Selected extract.
————————
Col. Angus Fraser, U.S. Marine Corps (retired), served as a planning officer, a combat officer, in Korea and China, and as an analyst of Asian affairs in the Institute for Defense Analysis.

I think we have a very well balanced and expert panel this morning, and I am delighted to see you.

Professor Hinton, go ahead.



Mr. HINTON. Thank you, Senator Proxmire. It is a privilege for me, as a China watcher, to present my views to this committee on the interrelationship between economics and politics in the People's Republic of China and its implications for U.S. interests.

Chairman PROXMIRE. Let me just interrupt to say, and I apologize once again--we had to do this for the majority and minority leaders and everyone who appears before us. We have a clock that runs for 10 minutes and buzzes. If you abbreviate your prepared statement, we will put it in the record.

Mr. HINTON. In addition to writing on Chinese foreign policy, especially Sino-Soviet relations, I have tried also to follow domestic Chinese political developments, on which more evidence is available than is generally believed.

During the past 3 years, changes of great importance, of which the invitation to President Nixon is only the most conspicuous, have been occurring in the domestic and foreign policies of the People's Republic of China. Since change is an intelligible process only if considered in relation to the starting point, I must go back a little into the past in order to make my meaning clear.

For roughly the decade before the current changes began, the most prominent feature of Chinese domestic politics and foreign policy was a particular version of the thought of Chairman Mao Tse-tung that for convenience I shall label the dual adversary strategy. During that period, Mao's most consistent high level supporter was Defense Minister Lin Piao, and it was in part as a reward for that support, although even more because he seemingly controlled the army at a time when it alone could hold the country together, that Lin was made Mao's heir apparent in 1966–67.

The foreign aspect of the strategy was basically in effect during the whole of the decade prior to 1969. The domestic aspect, which trod on a larger number of powerful Chinese toes and had sustained a major setback through the failure of the Great Leap Forward1958-60, encountered more difficulties and only prevailed as the Communist Party apparatus was destroyed at the initiative of Mao and Lin, with the support of Premier Chou En-lai, in the early stages of the Cultural Revolution.

The domestic aspect of the thought of Mao Tse-tung, including its dual adversary phase, emphasizes the use of Maoist ideological slogans, such as Politics in Command," and indoctrination, more than the incentives and organizational devices traditionally favored

by the Communist Party apparatus, as the basic means of maintaining social control and maximizing economic output in all sectors, agriculture in particular.

In its foreign aspect, the dual adversary strategy has emphasized simultaneous political and ideological confrontation with military overtones but short of war, with both the United States and the Soviet Union. In order to prepare China to fight a “people's war” on its own soil if necessary and to generate revolutionary momentum abroad through the force of China's example, the conventional forces were guerrillaized to a degree in organization and tactics and much propaganda publicity was given to the budding Chinese nuclear weapons program, particularly in statements issued at the time of nuclear tests.

The Soviet invasion of Czechoslovakia in August 1968, which occurred just as the Cultural Revolution was beginning to be deescalated, followed by Soviet pressures on Romania and the proclamation of the Brezhnev doctrine, evidently stimulated within the Chinese leadership a policy debate as to whether the dual adversary strategy should continue to be applied. Lin Piao held that it should, and that it should be the political keynote for the forthcoming Ninth Party Congress, at which he was to be enshrined in the party constitution as Mao's designated heir.
————————
Items.

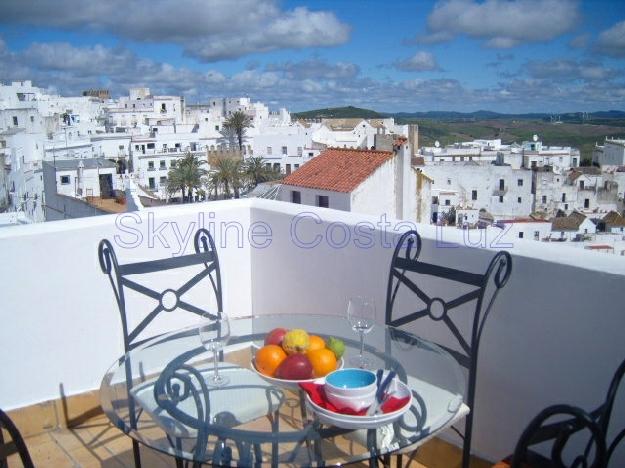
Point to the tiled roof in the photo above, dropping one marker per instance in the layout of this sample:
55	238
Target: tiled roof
338	170
614	219
567	223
————————
Set problem 1.
In the hearing transcript, in which years was Lin Piao made Mao's heir apparent?
Set problem 2.
From the hearing transcript, reproduce word for word the part that opens with the words containing "Mr. HINTON. In" and closes with "my meaning clear.".
Set problem 3.
Based on the hearing transcript, state whether each statement agrees with it. Answer yes or no and quote the deciding words. (a) Col. Angus Fraser served in Korea and China. (b) The Soviet invasion of Czechoslovakia took place in August 1969. (c) Lin Piao argued that the dual adversary strategy should be abandoned.

Finished answer 1.
1966–67

Finished answer 2.
Mr. HINTON. In addition to writing on Chinese foreign policy, especially Sino-Soviet relations, I have tried also to follow domestic Chinese political developments, on which more evidence is available than is generally believed.

During the past 3 years, changes of great importance, of which the invitation to President Nixon is only the most conspicuous, have been occurring in the domestic and foreign policies of the People's Republic of China. Since change is an intelligible process only if considered in relation to the starting point, I must go back a little into the past in order to make my meaning clear.

Finished answer 3.
(a) Yes: "served as a planning officer, a combat officer, in Korea and China"
(b) No: "The Soviet invasion of Czechoslovakia in August 1968"
(c) No: "Lin Piao held that it should, and that it should be the political keynote for the forthcoming Ninth Party Congress"